Великое разделение. Неравенство в обществе, или Что делать оставшимся 99% населения? — страница 49 из 83

Вероятно, самое важное, что необходимо уяснить, – это то, что ответственность за поддержание экономики нужно возлагать не на торговлю, а на монетарные и фискальные органы, включая Федеральный резерв и администрацию. Надо признать, что свою работу они выполнили не лучшим образом. Однако будет наивным полагать, что торговля сможет сгладить последствия их ошибок. На самом деле, если бы ФРС качественно выполнила свою работу, экономика действительно пришла к состоянию полной занятости, а убежденность администрации в том, что торговые соглашения стимулируют создание новых рабочих мест, оправдалась, Федеральный резерв, в свою очередь, отреагировал бы тем, что повысил процентные ставки и тем самым свел на нет все положительные моменты, якобы возникшие благодаря торговым соглашениям и созданию новых рабочих мест.

Бесчестность – далеко не лучшая политическая стратегия, соответственно и продвижение торговых соглашений не может ассоциироваться с честной государственной политикой.

Статьи «На темной стороне глобализации» и «Пародия на свободную торговлю» были написаны в тот момент, когда президент Обама продвигал новые торговые соглашения между США и странами по другую сторону Атлантики и Тихого океана. Помимо того, что торговые соглашения совсем не гарантируют создание новых рабочих мест (и, вероятнее всего, даже их уничтожают), их пагубное влияние распространяется сразу на многие сферы. Так, например, в результате торговых соглашений может увеличиться и без того высокий уровень неравенства в стране. То, что подобный побочный эффект может произойти, было давно признано, тем не менее политики предпочитают об этом не упоминать. Более того, ирония заключается в том, что многие особенно ярые сторонники свободной торговли крайне неохотно поддерживают инициативы, способные смягчить хотя бы часть ее побочного эффекта.
++++
*Задания*
1. Согласуются ли с фрагментом утверждения (a), (b), (c)? Для каждого ответьте «да» или «нет» и дословно приведите решающие слова фрагмента.
(a) Ответственность за поддержание экономики следует возлагать на торговлю.
(b) Статьи «На темной стороне глобализации» и «Пародия на свободную торговлю» были написаны, когда президент Обама продвигал новые торговые соглашения.
(c) Политики охотно говорят о том, что торговые соглашения могут увеличить неравенство.
2. Как передать суть фрагмента в двух предложениях?
Следующие строки взяты из другого источника.

*Исходные данные*
++++
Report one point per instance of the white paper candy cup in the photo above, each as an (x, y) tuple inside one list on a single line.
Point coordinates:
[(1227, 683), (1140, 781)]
++++
*Ответы к заданиям*
1.
(a) Нет: «ответственность за поддержание экономики нужно возлагать не на торговлю, а на монетарные и фискальные органы».
(b) Да: «были написаны в тот момент, когда президент Обама продвигал новые торговые соглашения».
(c) Нет: «тем не менее политики предпочитают об этом не упоминать».

2. Ответственность за поддержание экономики нужно возлагать не на торговлю, а на монетарные и фискальные органы, включая Федеральный резерв и администрацию, и наивно полагать, что торговля сгладит последствия их ошибок. Торговые соглашения не гарантируют создания новых рабочих мест и могут увеличить неравенство, однако политики предпочитают об этом не упоминать.